*Problem description*: Reproduce every one of the following items word for word, keeping them in their original order.

....

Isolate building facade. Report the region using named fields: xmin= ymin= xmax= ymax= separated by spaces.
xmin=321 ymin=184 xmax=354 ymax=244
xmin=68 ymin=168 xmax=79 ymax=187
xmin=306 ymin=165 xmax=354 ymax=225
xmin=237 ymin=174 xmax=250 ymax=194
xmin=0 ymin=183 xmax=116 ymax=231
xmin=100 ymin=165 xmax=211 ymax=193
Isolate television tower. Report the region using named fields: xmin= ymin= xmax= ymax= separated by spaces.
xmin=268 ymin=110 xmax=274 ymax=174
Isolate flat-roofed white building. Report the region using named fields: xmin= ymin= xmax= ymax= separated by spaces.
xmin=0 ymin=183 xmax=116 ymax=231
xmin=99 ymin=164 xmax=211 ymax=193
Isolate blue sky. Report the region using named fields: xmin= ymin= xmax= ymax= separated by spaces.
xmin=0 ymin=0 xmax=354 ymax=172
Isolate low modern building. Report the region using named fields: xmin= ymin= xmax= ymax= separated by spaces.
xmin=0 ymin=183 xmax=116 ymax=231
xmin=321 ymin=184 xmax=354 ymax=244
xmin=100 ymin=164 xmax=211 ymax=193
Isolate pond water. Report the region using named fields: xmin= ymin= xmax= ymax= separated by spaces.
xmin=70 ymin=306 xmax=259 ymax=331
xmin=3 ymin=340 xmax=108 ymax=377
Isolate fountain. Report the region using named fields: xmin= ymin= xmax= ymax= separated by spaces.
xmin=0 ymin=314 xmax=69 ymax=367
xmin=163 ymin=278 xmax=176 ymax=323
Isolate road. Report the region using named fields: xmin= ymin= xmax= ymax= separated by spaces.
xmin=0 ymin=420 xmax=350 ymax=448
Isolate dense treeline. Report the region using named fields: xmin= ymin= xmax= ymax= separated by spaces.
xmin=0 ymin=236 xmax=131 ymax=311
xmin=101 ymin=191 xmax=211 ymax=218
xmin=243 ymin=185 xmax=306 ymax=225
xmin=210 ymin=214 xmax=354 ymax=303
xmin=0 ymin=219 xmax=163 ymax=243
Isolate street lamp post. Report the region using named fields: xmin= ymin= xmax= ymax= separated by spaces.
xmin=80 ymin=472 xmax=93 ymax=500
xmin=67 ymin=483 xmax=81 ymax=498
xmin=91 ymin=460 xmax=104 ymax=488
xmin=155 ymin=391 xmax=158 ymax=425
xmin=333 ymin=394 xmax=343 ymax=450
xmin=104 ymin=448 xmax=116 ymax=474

....

*Worked answer*:
Isolate building facade. Report the region using named fields: xmin= ymin= xmax= ymax= separated by spaces.
xmin=321 ymin=184 xmax=354 ymax=244
xmin=68 ymin=168 xmax=79 ymax=187
xmin=306 ymin=165 xmax=354 ymax=225
xmin=237 ymin=174 xmax=250 ymax=194
xmin=0 ymin=183 xmax=116 ymax=231
xmin=100 ymin=165 xmax=211 ymax=193
Isolate television tower. Report the region using named fields: xmin= ymin= xmax= ymax= separated by spaces.
xmin=268 ymin=110 xmax=274 ymax=174
Isolate flat-roofed white building. Report the region using named fields: xmin= ymin= xmax= ymax= separated by spaces.
xmin=0 ymin=183 xmax=116 ymax=231
xmin=99 ymin=164 xmax=211 ymax=193
Isolate blue sky. Report the region using named fields: xmin= ymin= xmax= ymax= separated by spaces.
xmin=0 ymin=0 xmax=354 ymax=172
Isolate low modern building. Report the region using named fields: xmin= ymin= xmax= ymax= separated by spaces.
xmin=0 ymin=183 xmax=116 ymax=231
xmin=321 ymin=184 xmax=354 ymax=244
xmin=100 ymin=164 xmax=211 ymax=193
Isolate pond water. Report the region using named fields: xmin= ymin= xmax= ymax= separated by spaces.
xmin=70 ymin=306 xmax=259 ymax=331
xmin=3 ymin=340 xmax=108 ymax=377
Isolate fountain. Report the region using named fields: xmin= ymin= xmax= ymax= separated by spaces.
xmin=0 ymin=314 xmax=69 ymax=367
xmin=163 ymin=278 xmax=176 ymax=323
Isolate road. Report the region using named fields: xmin= ymin= xmax= ymax= separated by spaces.
xmin=0 ymin=420 xmax=350 ymax=448
Isolate dense treeline. Report the region using named fields: xmin= ymin= xmax= ymax= separated by spaces.
xmin=0 ymin=236 xmax=131 ymax=311
xmin=101 ymin=191 xmax=211 ymax=218
xmin=243 ymin=185 xmax=306 ymax=225
xmin=210 ymin=214 xmax=354 ymax=303
xmin=0 ymin=219 xmax=163 ymax=243
Isolate street lamp post. Report the region using named fields: xmin= ymin= xmax= ymax= separated by spaces.
xmin=80 ymin=472 xmax=93 ymax=500
xmin=67 ymin=483 xmax=81 ymax=498
xmin=91 ymin=460 xmax=104 ymax=488
xmin=155 ymin=391 xmax=158 ymax=425
xmin=333 ymin=394 xmax=343 ymax=450
xmin=104 ymin=448 xmax=116 ymax=474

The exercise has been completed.